## Your instructions
Continue the passage on Plumas Bank's 2013 results, starting right after its final sentence.

## Provided text
Andrew J. Ryback, president and chief executive officer of the Company and Plumas Bank, remarked, "The Board of Directors, executives and I are very pleased with the continued improvement in asset quality and core earnings during 2013. Over the last several years we have successfully dedicated significant resources, in terms of time and effort, to the goal of reducing problem assets, promoting efficiency in operations and increasing core profitability. We have also been able to diversify our loan portfolio and move balances away from higher risk construction and land development loans. These balances have been reduced from over $73 million, or 20% of our loan portfolio at December 31, 2008, to $12 million, or less than 4% of our loan portfolio at June 30, 2013. During this same period our auto lending, commercial real estate and government-guaranteed lending product lines have become key revenue and profit generators. In fact, due to growth in these product lines, we were able to grow our loan portfolio by over $8 million during the current quarter."

## Data items
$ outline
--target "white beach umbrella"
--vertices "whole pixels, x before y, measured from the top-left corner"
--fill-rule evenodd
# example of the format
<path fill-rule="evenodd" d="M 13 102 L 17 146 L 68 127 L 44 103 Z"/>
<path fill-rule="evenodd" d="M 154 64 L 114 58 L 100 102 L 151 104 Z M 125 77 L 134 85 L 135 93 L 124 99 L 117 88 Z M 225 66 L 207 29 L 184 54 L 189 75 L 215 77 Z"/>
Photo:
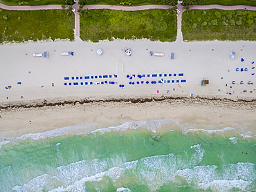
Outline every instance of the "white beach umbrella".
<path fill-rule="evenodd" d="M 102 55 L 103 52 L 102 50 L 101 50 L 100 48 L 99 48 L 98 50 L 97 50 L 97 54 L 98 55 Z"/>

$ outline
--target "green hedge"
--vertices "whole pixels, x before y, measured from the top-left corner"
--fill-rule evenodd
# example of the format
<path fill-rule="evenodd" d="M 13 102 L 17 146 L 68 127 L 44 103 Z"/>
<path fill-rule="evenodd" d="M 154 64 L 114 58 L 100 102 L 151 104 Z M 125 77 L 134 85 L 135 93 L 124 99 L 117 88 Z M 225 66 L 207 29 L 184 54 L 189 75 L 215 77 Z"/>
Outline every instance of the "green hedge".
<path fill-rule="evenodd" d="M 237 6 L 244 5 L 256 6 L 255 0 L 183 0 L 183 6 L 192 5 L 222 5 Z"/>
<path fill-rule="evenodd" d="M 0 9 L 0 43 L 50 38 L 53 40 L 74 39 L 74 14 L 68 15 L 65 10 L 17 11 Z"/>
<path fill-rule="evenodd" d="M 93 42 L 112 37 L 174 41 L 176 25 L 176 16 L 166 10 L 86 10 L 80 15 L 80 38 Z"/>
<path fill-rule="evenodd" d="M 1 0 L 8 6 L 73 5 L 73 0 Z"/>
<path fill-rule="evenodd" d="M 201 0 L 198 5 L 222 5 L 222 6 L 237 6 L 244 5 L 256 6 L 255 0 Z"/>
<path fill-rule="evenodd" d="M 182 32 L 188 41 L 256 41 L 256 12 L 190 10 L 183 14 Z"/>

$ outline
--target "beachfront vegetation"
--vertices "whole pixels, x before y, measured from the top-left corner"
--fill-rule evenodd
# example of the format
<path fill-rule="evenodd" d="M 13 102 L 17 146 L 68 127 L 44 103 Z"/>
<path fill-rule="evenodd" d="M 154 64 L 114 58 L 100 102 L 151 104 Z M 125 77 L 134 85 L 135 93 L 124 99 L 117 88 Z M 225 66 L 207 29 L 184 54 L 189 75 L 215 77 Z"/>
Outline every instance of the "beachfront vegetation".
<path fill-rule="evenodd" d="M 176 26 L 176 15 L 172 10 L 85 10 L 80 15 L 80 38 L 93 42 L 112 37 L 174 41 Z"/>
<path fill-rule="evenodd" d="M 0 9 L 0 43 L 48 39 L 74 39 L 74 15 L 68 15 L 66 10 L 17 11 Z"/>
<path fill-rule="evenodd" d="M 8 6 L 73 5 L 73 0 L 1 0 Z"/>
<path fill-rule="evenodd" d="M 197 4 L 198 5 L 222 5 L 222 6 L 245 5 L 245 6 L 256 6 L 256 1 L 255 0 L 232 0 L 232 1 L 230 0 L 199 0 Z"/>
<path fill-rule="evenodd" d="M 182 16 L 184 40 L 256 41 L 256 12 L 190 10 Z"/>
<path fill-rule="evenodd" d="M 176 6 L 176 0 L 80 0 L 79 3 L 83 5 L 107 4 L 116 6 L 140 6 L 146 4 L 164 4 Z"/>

## Result of this exercise
Ryback continued, "Our progress has been recognized by our regulators as evidenced by the fact that we are no longer subject to any regulatory agreements. In addition, we strengthened our capital position to the point that we were able to repurchase of 8,566 shares of the 11,949 shares of preferred stock originally issued to the U.S. Treasury through the U.S. Government sponsored Capital Purchase Program."

He concluded, "With significant regulatory issues behind us, improved asset quality, and a strong and expanding core earnings base, our efforts can be dedicated to building long-term shareholder value."

Daniel E. West, Chairman of the Board, added: "The Company's second quarter results clearly demonstrate significant progress. Our executive management team is performing well and the Board has every confidence in their ability to continue advancing our Company's strategic goals."

Financial Highlights

June 30, 2013 compared to June 30, 2012

  • Repurchased 8,566 shares of preferred stock formerly held by the U.S. Treasury.
  • Issued $7.5 million in subordinated debt.
  • Decreased nonperforming loans by $5.3 million or 41%.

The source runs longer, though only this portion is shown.